- Your task
The expected result is a verbatim repetition of the lines from the start of the entries through the line containing "Target: shrub", with the pictures removed.

Photo-based referring expression data:
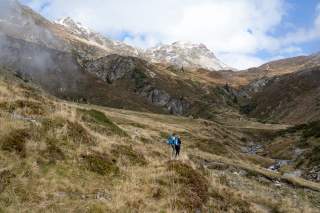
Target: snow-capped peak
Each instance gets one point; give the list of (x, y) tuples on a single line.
[(186, 54), (94, 38), (75, 26)]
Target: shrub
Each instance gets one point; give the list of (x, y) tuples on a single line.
[(78, 133), (194, 192), (14, 141), (30, 107), (133, 157), (5, 179), (97, 117), (53, 152), (101, 164)]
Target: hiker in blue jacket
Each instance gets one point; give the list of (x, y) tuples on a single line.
[(177, 145), (172, 141)]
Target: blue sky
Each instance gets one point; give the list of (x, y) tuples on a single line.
[(243, 33)]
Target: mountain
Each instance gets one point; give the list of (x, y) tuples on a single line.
[(59, 156), (180, 54), (84, 66), (285, 66), (291, 98), (186, 55), (87, 35), (84, 125)]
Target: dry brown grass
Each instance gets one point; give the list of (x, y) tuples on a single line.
[(59, 163)]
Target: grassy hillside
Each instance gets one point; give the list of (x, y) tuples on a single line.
[(292, 98), (60, 156)]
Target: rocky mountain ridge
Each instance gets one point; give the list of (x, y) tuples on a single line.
[(179, 54)]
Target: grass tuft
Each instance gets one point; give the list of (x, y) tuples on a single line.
[(101, 164), (194, 192), (131, 156), (99, 118), (15, 141)]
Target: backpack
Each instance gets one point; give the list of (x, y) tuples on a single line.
[(178, 141), (171, 140)]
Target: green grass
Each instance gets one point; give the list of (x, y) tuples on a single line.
[(194, 186), (101, 164), (97, 117), (133, 157), (15, 141)]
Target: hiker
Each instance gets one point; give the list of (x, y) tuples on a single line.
[(177, 145), (171, 142)]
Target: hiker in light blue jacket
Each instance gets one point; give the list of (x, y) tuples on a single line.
[(172, 142)]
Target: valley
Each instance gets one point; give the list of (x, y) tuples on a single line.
[(84, 123)]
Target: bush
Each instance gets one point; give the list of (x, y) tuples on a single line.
[(78, 133), (30, 107), (133, 157), (14, 141), (97, 117), (194, 192), (101, 164), (53, 152)]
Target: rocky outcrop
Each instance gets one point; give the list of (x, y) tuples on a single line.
[(313, 174), (178, 106), (112, 67)]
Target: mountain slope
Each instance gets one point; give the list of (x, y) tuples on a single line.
[(291, 98), (186, 55), (83, 70), (61, 156)]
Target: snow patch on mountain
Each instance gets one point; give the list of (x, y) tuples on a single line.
[(181, 54), (186, 54), (94, 38)]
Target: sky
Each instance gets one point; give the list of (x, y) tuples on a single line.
[(242, 33)]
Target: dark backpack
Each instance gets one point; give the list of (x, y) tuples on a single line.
[(178, 141)]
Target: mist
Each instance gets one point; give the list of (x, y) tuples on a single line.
[(29, 46)]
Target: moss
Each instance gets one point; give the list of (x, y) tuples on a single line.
[(5, 179), (53, 152), (79, 134), (194, 192), (139, 78), (99, 118), (97, 208), (101, 164), (30, 107), (15, 141), (132, 157), (315, 156), (312, 130), (211, 146), (52, 123)]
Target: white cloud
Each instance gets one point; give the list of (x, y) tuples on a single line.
[(235, 29), (241, 61)]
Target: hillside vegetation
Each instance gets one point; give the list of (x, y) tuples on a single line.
[(60, 156)]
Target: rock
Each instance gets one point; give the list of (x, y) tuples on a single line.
[(264, 180), (297, 173), (277, 184), (313, 174), (217, 166)]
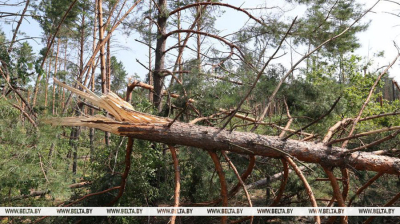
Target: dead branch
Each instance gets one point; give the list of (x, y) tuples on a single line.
[(390, 203), (363, 134), (361, 189), (314, 121), (240, 181), (220, 172), (288, 123), (306, 185), (80, 199), (259, 75), (283, 182), (129, 147), (377, 142), (336, 191), (371, 91), (272, 97)]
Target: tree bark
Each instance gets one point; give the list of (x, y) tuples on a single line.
[(128, 122), (239, 142)]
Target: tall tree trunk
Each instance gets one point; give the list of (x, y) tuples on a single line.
[(102, 51), (55, 75), (103, 71), (37, 84), (12, 43), (93, 67), (160, 56), (108, 73), (47, 80), (198, 11)]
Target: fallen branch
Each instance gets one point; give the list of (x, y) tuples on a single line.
[(306, 185), (128, 122), (177, 181)]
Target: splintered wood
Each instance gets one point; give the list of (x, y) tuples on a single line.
[(125, 121), (117, 107)]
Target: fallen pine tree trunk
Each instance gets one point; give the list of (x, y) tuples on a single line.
[(128, 122)]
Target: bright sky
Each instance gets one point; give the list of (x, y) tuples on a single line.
[(384, 29)]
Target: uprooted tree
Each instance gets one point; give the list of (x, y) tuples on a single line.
[(263, 120)]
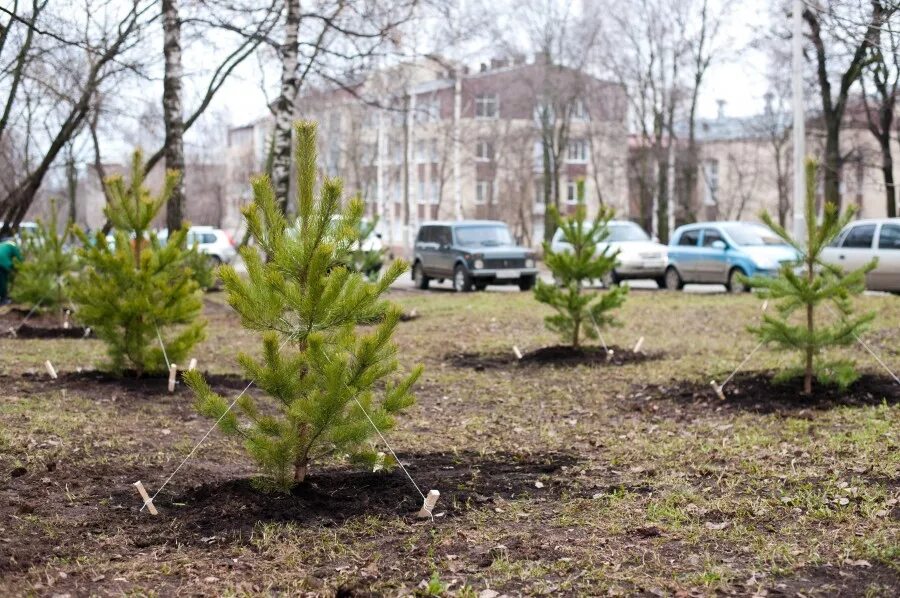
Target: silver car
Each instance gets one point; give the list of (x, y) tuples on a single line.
[(862, 240), (639, 256)]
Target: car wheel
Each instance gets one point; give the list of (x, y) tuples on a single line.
[(419, 277), (735, 285), (673, 280), (526, 283), (462, 282)]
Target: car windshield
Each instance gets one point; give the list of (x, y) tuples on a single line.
[(620, 233), (483, 235), (753, 235)]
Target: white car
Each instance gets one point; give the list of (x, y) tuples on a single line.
[(862, 240), (214, 242), (640, 257)]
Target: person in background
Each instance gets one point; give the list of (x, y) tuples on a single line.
[(9, 254)]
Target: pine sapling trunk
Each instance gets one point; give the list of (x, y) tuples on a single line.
[(807, 378)]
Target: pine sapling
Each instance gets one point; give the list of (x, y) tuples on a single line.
[(42, 278), (579, 312), (137, 290), (325, 375), (801, 288)]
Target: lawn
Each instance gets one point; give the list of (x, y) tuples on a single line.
[(554, 480)]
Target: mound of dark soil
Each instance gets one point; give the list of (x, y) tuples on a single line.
[(555, 355), (37, 325), (38, 332), (88, 381), (756, 391), (330, 496)]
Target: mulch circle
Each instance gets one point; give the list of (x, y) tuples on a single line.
[(330, 496), (555, 355), (756, 392)]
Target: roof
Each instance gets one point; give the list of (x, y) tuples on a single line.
[(463, 222)]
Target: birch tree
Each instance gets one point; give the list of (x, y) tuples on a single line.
[(836, 29)]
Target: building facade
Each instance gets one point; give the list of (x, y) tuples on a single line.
[(426, 142)]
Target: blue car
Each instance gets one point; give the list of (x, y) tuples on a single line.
[(717, 252)]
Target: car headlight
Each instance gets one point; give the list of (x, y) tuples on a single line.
[(766, 264)]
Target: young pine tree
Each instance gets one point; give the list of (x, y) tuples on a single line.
[(136, 290), (318, 368), (802, 291), (578, 312), (42, 279)]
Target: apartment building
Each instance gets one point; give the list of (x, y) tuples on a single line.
[(428, 141)]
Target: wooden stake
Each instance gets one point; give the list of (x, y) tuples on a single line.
[(638, 345), (428, 506), (718, 389), (173, 371), (148, 502)]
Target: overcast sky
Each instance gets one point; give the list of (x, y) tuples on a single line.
[(738, 77)]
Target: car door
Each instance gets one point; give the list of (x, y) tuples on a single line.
[(445, 258), (712, 263), (886, 276), (425, 249), (856, 249), (686, 253)]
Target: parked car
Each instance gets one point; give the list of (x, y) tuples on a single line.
[(862, 240), (471, 254), (214, 242), (640, 257), (718, 252)]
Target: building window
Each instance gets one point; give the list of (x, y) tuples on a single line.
[(711, 175), (434, 192), (579, 112), (421, 150), (577, 151), (483, 192), (574, 192), (487, 106), (484, 151)]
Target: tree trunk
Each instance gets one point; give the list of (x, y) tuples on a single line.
[(662, 194), (833, 165), (887, 169), (285, 106), (172, 110)]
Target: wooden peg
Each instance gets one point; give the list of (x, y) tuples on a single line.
[(173, 371), (148, 502), (379, 462), (638, 345), (428, 506), (718, 389)]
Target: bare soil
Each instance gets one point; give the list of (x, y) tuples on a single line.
[(556, 355), (757, 392)]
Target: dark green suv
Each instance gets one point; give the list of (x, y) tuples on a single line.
[(472, 254)]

- Result of this task
Target: snow-capped peak
Each instance gets one point; give the list of (x, y) tuples on a single line.
[(186, 54), (94, 38), (75, 26)]
Target: shrub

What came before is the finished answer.